_TRY IT_: The records that follow must be reproduced in full, exactly as written.

_DATASET EXTRACT_:
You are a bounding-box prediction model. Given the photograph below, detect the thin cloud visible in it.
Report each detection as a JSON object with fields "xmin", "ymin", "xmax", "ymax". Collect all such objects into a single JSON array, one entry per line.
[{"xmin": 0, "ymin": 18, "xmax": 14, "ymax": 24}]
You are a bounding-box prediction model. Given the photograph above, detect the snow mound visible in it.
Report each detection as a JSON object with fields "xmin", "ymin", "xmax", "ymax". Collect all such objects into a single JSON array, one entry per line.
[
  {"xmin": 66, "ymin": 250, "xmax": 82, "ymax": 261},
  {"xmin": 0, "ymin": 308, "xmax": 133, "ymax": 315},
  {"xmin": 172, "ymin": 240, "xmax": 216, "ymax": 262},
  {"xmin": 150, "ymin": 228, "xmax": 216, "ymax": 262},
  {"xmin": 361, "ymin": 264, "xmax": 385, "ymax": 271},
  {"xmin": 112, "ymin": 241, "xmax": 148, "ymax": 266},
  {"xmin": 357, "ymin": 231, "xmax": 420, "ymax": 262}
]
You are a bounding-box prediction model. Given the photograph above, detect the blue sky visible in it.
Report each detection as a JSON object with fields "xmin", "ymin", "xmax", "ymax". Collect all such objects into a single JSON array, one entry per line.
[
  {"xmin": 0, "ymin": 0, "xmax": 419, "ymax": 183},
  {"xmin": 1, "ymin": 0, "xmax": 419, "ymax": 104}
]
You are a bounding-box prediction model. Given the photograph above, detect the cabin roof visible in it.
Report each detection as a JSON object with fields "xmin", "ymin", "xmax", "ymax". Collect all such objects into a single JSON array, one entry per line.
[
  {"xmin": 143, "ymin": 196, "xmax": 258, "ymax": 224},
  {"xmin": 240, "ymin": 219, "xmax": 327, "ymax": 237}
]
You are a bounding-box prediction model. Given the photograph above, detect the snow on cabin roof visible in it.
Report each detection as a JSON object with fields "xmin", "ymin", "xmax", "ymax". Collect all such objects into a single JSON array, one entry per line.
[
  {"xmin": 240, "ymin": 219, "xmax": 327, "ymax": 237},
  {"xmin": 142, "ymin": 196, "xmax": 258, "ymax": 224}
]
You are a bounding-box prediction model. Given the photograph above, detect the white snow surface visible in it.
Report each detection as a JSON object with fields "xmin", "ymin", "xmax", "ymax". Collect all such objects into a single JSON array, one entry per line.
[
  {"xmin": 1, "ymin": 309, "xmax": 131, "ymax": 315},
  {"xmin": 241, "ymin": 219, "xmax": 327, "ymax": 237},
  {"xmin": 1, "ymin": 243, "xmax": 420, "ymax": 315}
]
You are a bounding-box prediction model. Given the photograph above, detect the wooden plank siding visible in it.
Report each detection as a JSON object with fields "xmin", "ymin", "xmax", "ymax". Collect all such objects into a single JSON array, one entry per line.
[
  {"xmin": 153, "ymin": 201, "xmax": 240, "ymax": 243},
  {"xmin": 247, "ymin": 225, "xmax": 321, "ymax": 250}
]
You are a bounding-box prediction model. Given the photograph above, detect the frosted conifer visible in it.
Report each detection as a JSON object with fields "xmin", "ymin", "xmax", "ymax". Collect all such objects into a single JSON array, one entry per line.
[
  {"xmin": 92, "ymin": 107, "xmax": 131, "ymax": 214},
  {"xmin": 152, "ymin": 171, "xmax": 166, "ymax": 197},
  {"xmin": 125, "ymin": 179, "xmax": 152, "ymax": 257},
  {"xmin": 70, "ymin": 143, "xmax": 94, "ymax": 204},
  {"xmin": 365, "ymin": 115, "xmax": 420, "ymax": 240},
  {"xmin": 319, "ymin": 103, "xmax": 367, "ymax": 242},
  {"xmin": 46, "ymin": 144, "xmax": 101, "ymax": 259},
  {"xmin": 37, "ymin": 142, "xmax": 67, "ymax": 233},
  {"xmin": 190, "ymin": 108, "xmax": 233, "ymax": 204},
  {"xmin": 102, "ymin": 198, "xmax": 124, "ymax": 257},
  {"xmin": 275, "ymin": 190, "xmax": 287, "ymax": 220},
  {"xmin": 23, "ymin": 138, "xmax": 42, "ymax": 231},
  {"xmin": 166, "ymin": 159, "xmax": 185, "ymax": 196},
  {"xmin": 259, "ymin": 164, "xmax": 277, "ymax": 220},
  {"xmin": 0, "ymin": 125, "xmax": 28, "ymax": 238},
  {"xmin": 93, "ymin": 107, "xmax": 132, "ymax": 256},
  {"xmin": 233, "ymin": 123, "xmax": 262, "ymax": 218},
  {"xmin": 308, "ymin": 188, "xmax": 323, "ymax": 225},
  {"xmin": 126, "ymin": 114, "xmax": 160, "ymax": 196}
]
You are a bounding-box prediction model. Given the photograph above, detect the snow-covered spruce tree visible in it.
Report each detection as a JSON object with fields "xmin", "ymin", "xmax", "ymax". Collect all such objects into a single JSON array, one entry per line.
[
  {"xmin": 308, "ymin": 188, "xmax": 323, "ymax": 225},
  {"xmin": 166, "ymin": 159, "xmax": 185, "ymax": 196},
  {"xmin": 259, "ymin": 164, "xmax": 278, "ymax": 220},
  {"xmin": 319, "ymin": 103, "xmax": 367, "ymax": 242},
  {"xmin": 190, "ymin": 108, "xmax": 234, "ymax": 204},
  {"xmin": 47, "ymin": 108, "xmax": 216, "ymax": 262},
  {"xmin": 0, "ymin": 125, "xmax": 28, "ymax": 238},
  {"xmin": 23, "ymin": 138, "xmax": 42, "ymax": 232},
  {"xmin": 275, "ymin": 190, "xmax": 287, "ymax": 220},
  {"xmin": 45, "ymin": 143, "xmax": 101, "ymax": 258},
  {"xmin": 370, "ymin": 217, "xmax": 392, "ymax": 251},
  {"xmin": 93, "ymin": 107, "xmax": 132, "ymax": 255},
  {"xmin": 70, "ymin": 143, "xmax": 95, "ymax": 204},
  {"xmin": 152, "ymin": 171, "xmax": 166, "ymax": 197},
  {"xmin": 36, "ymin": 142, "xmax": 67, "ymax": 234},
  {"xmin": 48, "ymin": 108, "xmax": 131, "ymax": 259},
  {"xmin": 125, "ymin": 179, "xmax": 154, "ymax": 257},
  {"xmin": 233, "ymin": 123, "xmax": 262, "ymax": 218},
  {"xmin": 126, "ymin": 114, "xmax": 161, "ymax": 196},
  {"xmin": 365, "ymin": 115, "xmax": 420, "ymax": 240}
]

_EXERCISE SOLUTION_:
You are a bounding-box prediction model. Given the photograph below, detect the thin cloud visible in it.
Report each detection as a JSON object with fields "xmin", "ymin", "xmax", "ymax". Collect all such objects into a single JSON array, one entry per line.
[{"xmin": 0, "ymin": 18, "xmax": 14, "ymax": 24}]
You are a bounding-box prediction model. Given the photograph above, detect the snow mound visible in it.
Report each detection as a JSON object with fields "xmin", "ymin", "xmax", "ymax". Collect all such objects into a single JSON array, one entry per line.
[
  {"xmin": 66, "ymin": 250, "xmax": 82, "ymax": 261},
  {"xmin": 0, "ymin": 308, "xmax": 133, "ymax": 315},
  {"xmin": 172, "ymin": 240, "xmax": 216, "ymax": 262},
  {"xmin": 150, "ymin": 228, "xmax": 216, "ymax": 262},
  {"xmin": 361, "ymin": 264, "xmax": 385, "ymax": 271},
  {"xmin": 112, "ymin": 241, "xmax": 148, "ymax": 266},
  {"xmin": 357, "ymin": 231, "xmax": 420, "ymax": 262}
]
You are a bounding-box prediction model. Given the photograph above, detect the blue sky visible in it.
Report each detection as a JSON object with fields "xmin", "ymin", "xmax", "ymax". Collect all such objects into a single JSON array, one entry per line.
[
  {"xmin": 0, "ymin": 0, "xmax": 419, "ymax": 183},
  {"xmin": 1, "ymin": 0, "xmax": 419, "ymax": 104}
]
You are a bounding-box prediction model. Given the photograph above, detect the cabin roof visible in it.
Report each detection as a JSON object with fields "xmin", "ymin", "xmax", "ymax". Collect all such objects into a single JSON array, one entry per line.
[
  {"xmin": 143, "ymin": 196, "xmax": 258, "ymax": 224},
  {"xmin": 240, "ymin": 219, "xmax": 327, "ymax": 237}
]
You are a bounding-box prediction model. Given the photograph above, detect the snow on cabin roof visible in it.
Report each detection as a JSON object with fields "xmin", "ymin", "xmax", "ymax". Collect all such objects into a single JSON array, one entry per line.
[
  {"xmin": 240, "ymin": 219, "xmax": 327, "ymax": 237},
  {"xmin": 142, "ymin": 196, "xmax": 258, "ymax": 224}
]
You are a bounding-box prediction model. Given the photograph above, detect the white snow surface visible in it.
Report each detection as a JSON object with fields "xmin", "ymin", "xmax", "ymax". Collect all such objects into a single JSON array, one entry per line.
[
  {"xmin": 1, "ymin": 309, "xmax": 131, "ymax": 315},
  {"xmin": 241, "ymin": 219, "xmax": 327, "ymax": 237},
  {"xmin": 1, "ymin": 243, "xmax": 420, "ymax": 315}
]
You are a bounding-box prediction model. Given the photograph above, detect the wooden plank siding visible in it.
Report each detection as a JSON object with fields "xmin", "ymin", "xmax", "ymax". Collect all such objects into a single JSON array, one entry per line.
[
  {"xmin": 153, "ymin": 201, "xmax": 240, "ymax": 243},
  {"xmin": 247, "ymin": 225, "xmax": 321, "ymax": 250}
]
You are a bounding-box prediction model. Given the photograph above, detect the frosted conifer visible in it.
Report each detection as a JSON object with fields "xmin", "ymin", "xmax", "ymax". Collect all such objects into a single JSON array, one entry per line.
[
  {"xmin": 92, "ymin": 107, "xmax": 131, "ymax": 214},
  {"xmin": 152, "ymin": 171, "xmax": 166, "ymax": 197},
  {"xmin": 125, "ymin": 179, "xmax": 152, "ymax": 257},
  {"xmin": 70, "ymin": 143, "xmax": 94, "ymax": 204},
  {"xmin": 365, "ymin": 115, "xmax": 420, "ymax": 240},
  {"xmin": 319, "ymin": 103, "xmax": 367, "ymax": 242},
  {"xmin": 46, "ymin": 144, "xmax": 101, "ymax": 259},
  {"xmin": 37, "ymin": 142, "xmax": 67, "ymax": 233},
  {"xmin": 190, "ymin": 108, "xmax": 233, "ymax": 204},
  {"xmin": 102, "ymin": 198, "xmax": 124, "ymax": 257},
  {"xmin": 275, "ymin": 190, "xmax": 287, "ymax": 220},
  {"xmin": 23, "ymin": 138, "xmax": 42, "ymax": 231},
  {"xmin": 166, "ymin": 159, "xmax": 185, "ymax": 196},
  {"xmin": 259, "ymin": 164, "xmax": 277, "ymax": 220},
  {"xmin": 0, "ymin": 125, "xmax": 28, "ymax": 238},
  {"xmin": 93, "ymin": 107, "xmax": 132, "ymax": 256},
  {"xmin": 233, "ymin": 123, "xmax": 262, "ymax": 218},
  {"xmin": 308, "ymin": 188, "xmax": 323, "ymax": 225},
  {"xmin": 126, "ymin": 114, "xmax": 160, "ymax": 196}
]
You are a bounding-box prediction model. Given the photograph above, detect the snow-covered spruce tree visible in it.
Report each detection as a JSON object with fields "xmin", "ymin", "xmax", "ymax". Collect all such objects into a single JSON array, one entry per line.
[
  {"xmin": 308, "ymin": 188, "xmax": 323, "ymax": 225},
  {"xmin": 166, "ymin": 159, "xmax": 185, "ymax": 196},
  {"xmin": 259, "ymin": 164, "xmax": 278, "ymax": 220},
  {"xmin": 319, "ymin": 103, "xmax": 367, "ymax": 242},
  {"xmin": 190, "ymin": 108, "xmax": 234, "ymax": 204},
  {"xmin": 47, "ymin": 108, "xmax": 216, "ymax": 262},
  {"xmin": 0, "ymin": 125, "xmax": 28, "ymax": 238},
  {"xmin": 23, "ymin": 138, "xmax": 42, "ymax": 232},
  {"xmin": 275, "ymin": 190, "xmax": 287, "ymax": 220},
  {"xmin": 45, "ymin": 143, "xmax": 101, "ymax": 258},
  {"xmin": 370, "ymin": 217, "xmax": 392, "ymax": 251},
  {"xmin": 93, "ymin": 107, "xmax": 132, "ymax": 255},
  {"xmin": 70, "ymin": 143, "xmax": 95, "ymax": 204},
  {"xmin": 152, "ymin": 171, "xmax": 166, "ymax": 197},
  {"xmin": 36, "ymin": 142, "xmax": 67, "ymax": 234},
  {"xmin": 48, "ymin": 108, "xmax": 131, "ymax": 259},
  {"xmin": 125, "ymin": 179, "xmax": 154, "ymax": 257},
  {"xmin": 233, "ymin": 123, "xmax": 262, "ymax": 218},
  {"xmin": 126, "ymin": 114, "xmax": 161, "ymax": 196},
  {"xmin": 365, "ymin": 115, "xmax": 420, "ymax": 240}
]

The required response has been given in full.